* **PROBLEM**
Collect every line of the data below that contains the word "grass", and copy each such line in full.

* **DATA FOR THIS EXERCISE**
>> Start

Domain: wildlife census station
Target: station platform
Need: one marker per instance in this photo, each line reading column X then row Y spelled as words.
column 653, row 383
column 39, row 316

>> End
>> Start

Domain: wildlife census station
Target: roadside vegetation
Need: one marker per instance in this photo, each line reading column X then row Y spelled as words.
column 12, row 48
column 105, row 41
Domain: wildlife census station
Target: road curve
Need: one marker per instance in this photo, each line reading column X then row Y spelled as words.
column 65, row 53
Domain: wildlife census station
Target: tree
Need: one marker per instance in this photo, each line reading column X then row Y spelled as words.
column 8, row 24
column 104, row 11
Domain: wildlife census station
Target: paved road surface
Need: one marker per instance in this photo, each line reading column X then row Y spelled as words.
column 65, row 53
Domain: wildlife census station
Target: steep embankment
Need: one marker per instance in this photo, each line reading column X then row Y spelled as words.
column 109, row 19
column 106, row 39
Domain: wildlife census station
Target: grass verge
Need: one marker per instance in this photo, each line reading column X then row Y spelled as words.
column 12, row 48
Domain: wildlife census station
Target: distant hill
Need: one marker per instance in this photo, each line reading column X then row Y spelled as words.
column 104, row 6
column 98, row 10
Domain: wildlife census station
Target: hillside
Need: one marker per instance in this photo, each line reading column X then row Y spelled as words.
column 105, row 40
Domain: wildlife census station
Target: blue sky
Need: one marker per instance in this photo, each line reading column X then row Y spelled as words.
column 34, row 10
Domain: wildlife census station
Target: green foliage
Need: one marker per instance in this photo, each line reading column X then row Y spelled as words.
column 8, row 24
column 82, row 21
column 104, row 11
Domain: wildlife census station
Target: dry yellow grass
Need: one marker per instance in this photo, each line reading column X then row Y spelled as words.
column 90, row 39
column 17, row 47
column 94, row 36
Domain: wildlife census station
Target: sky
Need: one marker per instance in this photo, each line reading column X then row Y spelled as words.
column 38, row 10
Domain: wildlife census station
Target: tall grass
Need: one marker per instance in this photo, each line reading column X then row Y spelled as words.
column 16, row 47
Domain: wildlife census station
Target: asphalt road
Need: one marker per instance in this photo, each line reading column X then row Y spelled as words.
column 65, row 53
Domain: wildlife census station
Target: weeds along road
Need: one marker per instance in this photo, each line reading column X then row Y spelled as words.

>> End

* **RESULT**
Target: grass verge
Target: dry yellow grass
Target: tall grass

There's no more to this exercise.